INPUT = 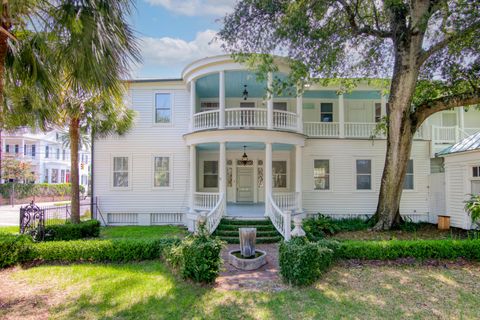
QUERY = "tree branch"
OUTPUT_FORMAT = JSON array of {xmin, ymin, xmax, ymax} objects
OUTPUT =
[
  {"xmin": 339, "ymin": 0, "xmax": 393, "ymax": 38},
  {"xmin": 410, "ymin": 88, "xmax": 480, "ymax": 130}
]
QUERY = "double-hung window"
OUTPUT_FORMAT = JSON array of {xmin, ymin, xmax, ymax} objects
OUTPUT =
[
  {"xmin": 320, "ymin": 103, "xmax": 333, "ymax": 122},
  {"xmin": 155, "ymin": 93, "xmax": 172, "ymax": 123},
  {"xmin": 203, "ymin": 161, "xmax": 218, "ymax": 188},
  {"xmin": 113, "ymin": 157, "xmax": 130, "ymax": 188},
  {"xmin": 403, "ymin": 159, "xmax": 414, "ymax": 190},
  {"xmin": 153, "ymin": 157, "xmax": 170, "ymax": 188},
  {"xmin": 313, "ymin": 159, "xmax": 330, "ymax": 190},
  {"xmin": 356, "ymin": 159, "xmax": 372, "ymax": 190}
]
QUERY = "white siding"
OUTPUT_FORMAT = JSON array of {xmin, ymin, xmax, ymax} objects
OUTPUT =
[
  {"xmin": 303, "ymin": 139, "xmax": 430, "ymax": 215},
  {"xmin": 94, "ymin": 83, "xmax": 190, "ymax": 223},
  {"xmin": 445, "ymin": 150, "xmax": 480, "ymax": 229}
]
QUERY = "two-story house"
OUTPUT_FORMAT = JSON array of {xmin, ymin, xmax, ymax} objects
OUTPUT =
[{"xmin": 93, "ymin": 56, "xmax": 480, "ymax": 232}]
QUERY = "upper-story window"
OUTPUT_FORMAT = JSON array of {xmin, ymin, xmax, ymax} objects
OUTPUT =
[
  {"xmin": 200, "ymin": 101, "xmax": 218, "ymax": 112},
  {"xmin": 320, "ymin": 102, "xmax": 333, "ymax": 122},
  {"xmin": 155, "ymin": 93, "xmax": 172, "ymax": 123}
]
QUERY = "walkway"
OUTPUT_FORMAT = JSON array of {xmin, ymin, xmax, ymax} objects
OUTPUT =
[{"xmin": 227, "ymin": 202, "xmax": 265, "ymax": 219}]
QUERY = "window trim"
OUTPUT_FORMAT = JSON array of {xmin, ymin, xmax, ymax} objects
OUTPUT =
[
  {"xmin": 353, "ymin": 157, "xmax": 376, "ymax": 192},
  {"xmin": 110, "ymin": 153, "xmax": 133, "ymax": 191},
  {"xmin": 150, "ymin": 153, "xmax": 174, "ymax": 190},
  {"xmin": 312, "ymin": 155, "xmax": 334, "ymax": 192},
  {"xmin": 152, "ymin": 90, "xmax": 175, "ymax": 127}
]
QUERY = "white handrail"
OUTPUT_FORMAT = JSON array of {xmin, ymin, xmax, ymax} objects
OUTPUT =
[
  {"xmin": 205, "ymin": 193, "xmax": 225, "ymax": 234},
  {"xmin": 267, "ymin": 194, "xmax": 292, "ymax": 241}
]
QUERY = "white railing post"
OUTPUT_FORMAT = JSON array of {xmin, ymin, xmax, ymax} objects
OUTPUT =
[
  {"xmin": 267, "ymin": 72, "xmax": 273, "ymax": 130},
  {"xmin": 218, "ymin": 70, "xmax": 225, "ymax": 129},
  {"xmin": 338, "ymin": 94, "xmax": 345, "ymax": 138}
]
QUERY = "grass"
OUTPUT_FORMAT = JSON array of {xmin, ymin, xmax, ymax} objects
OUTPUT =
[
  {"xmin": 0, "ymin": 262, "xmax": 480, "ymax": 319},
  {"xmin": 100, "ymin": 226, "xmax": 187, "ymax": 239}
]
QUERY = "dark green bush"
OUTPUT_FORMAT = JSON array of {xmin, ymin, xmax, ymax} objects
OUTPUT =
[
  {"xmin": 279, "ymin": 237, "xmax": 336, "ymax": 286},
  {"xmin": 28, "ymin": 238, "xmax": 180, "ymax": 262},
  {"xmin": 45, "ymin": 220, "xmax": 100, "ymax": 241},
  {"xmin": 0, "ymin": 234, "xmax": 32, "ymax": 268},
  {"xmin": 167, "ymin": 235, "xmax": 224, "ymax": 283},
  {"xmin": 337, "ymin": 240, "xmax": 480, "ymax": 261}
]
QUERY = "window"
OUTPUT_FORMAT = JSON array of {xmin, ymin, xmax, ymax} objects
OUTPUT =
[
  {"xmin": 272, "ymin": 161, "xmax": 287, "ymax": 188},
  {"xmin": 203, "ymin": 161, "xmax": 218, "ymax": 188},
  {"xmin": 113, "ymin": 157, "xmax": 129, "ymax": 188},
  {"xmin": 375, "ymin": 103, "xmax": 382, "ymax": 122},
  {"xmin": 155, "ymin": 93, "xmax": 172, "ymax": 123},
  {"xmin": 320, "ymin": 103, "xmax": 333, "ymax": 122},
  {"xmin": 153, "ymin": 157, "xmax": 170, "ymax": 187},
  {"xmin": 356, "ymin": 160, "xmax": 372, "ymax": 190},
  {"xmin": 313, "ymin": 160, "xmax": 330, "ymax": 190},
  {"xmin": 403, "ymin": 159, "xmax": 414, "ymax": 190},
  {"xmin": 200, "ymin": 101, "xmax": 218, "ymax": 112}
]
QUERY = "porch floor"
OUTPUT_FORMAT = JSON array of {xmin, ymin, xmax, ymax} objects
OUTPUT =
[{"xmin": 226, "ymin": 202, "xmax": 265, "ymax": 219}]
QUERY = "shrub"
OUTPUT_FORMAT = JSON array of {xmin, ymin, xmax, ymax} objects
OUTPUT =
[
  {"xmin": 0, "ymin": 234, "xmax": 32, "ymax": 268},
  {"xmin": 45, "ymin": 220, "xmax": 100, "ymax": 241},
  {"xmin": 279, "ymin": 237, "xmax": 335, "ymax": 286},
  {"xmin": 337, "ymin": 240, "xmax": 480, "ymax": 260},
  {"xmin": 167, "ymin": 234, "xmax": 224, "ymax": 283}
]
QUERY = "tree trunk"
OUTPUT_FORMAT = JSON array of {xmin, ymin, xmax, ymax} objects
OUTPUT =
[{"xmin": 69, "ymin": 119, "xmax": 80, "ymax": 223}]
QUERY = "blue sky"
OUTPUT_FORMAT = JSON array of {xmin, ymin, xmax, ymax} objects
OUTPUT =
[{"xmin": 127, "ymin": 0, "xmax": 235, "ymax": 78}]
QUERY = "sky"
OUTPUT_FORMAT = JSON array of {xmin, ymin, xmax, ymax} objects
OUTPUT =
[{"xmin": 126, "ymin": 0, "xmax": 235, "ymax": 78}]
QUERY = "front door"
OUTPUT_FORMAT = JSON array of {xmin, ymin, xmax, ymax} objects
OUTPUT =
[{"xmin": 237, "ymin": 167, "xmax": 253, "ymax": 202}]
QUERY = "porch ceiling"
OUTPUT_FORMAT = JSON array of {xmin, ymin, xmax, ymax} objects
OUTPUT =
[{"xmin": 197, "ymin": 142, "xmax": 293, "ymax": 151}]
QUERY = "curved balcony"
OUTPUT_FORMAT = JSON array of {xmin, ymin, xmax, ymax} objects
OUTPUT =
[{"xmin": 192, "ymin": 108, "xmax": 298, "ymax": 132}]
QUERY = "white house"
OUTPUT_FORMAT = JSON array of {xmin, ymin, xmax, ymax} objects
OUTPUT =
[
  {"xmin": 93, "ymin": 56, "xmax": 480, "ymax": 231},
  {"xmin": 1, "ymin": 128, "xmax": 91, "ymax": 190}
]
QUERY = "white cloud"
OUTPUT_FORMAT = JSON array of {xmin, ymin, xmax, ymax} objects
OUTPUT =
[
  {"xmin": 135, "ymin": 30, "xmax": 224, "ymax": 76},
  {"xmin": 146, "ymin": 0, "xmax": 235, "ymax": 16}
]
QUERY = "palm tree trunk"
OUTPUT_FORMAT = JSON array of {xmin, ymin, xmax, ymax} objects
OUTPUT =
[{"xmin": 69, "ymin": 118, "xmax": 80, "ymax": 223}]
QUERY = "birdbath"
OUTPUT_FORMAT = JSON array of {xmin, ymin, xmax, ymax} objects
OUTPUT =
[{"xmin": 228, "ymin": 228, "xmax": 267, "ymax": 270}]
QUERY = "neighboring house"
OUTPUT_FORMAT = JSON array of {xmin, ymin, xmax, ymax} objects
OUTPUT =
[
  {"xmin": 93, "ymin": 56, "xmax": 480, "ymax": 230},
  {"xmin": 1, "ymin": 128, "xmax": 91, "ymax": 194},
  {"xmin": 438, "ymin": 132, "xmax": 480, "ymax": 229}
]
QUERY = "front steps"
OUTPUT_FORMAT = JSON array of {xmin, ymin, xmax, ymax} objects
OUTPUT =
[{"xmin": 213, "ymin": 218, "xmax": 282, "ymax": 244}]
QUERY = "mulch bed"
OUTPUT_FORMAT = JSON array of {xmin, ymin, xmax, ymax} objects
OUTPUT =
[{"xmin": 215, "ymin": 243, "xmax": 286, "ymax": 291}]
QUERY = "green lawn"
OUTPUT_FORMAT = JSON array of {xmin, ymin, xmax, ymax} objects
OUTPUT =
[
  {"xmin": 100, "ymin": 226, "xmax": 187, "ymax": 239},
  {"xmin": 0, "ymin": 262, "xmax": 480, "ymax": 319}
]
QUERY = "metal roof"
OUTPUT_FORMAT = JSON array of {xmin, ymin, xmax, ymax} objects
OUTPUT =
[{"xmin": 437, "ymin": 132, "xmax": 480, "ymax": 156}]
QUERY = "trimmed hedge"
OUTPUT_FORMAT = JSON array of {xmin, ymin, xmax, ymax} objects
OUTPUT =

* * *

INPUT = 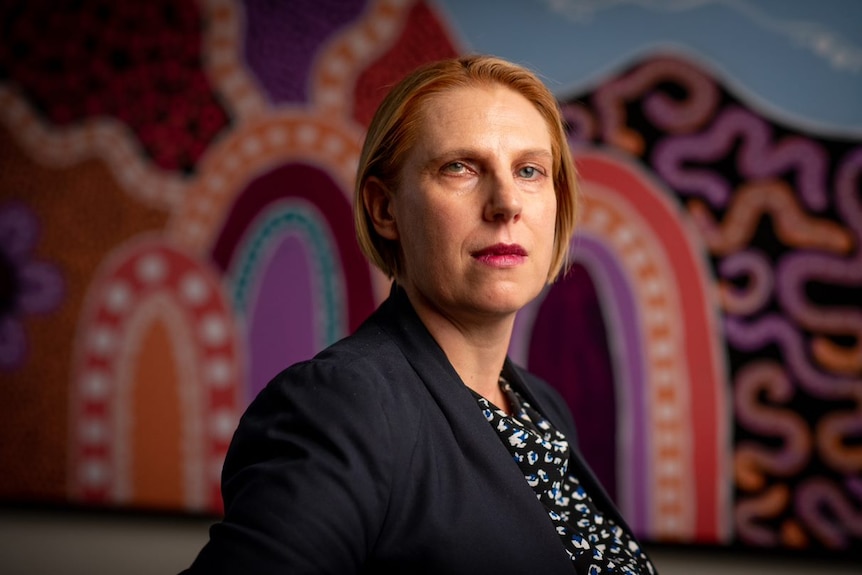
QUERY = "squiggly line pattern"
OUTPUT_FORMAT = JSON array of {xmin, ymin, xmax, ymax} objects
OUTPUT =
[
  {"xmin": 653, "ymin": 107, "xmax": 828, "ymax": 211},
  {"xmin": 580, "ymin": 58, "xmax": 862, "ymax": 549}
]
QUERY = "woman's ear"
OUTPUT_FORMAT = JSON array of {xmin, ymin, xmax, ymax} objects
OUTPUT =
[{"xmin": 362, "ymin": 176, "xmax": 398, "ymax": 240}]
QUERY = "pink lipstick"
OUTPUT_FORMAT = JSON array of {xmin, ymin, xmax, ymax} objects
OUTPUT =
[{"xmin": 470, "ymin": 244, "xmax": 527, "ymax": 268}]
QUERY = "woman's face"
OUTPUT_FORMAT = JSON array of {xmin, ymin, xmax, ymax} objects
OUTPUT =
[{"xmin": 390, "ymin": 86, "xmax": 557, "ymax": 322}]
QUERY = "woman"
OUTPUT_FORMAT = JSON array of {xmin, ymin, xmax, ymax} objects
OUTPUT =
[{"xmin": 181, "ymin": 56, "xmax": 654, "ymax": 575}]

* * *

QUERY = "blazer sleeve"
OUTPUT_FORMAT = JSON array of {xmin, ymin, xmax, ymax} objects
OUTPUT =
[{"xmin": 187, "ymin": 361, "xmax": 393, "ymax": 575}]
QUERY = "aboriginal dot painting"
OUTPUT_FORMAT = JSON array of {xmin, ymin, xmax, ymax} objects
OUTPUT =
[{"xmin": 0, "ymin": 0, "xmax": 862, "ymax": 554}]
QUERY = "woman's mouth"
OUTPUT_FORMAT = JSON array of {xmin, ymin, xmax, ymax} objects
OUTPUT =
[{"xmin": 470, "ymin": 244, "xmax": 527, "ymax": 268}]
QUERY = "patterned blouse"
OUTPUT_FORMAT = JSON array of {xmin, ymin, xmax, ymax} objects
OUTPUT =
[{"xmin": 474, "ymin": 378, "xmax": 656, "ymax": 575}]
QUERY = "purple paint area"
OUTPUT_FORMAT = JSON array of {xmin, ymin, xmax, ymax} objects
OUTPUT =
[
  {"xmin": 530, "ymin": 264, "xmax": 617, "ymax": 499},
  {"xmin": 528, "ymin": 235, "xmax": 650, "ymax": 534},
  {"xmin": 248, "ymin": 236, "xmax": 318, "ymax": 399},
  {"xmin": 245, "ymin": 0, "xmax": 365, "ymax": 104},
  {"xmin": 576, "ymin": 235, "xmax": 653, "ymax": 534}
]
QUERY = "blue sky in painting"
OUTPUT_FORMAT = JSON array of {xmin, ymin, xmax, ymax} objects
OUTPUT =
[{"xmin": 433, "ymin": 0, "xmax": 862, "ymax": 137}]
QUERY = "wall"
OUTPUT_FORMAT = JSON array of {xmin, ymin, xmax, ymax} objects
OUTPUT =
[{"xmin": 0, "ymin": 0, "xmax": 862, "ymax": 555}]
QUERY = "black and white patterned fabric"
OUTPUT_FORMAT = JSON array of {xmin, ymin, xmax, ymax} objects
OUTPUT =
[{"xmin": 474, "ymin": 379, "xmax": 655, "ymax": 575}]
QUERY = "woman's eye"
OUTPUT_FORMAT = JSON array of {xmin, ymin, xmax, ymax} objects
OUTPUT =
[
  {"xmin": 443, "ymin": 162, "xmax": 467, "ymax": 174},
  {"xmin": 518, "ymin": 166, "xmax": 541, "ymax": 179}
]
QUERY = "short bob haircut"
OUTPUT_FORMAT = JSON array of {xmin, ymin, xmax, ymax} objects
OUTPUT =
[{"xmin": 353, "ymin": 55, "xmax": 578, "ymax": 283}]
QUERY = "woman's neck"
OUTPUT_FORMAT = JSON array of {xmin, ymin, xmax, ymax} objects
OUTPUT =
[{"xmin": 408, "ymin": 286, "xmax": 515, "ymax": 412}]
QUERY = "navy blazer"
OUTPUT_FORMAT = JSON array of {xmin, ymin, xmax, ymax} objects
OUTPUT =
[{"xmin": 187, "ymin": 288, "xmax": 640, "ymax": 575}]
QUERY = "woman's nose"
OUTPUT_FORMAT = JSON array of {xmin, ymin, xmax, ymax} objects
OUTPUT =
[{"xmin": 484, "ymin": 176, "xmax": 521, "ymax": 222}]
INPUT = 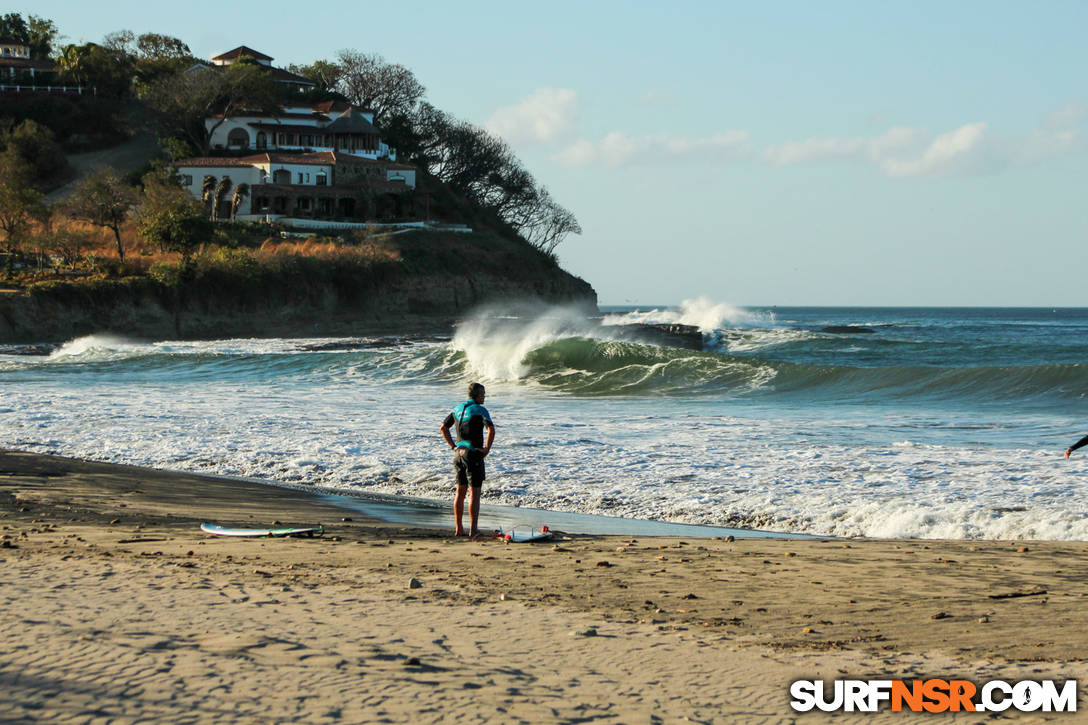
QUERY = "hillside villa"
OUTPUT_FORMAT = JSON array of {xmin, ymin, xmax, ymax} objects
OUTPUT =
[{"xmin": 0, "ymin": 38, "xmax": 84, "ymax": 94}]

▸ Set exercise: Count how many lines of the listing above contain the string "painting". Reply with only that number.

▸ Solution below: 2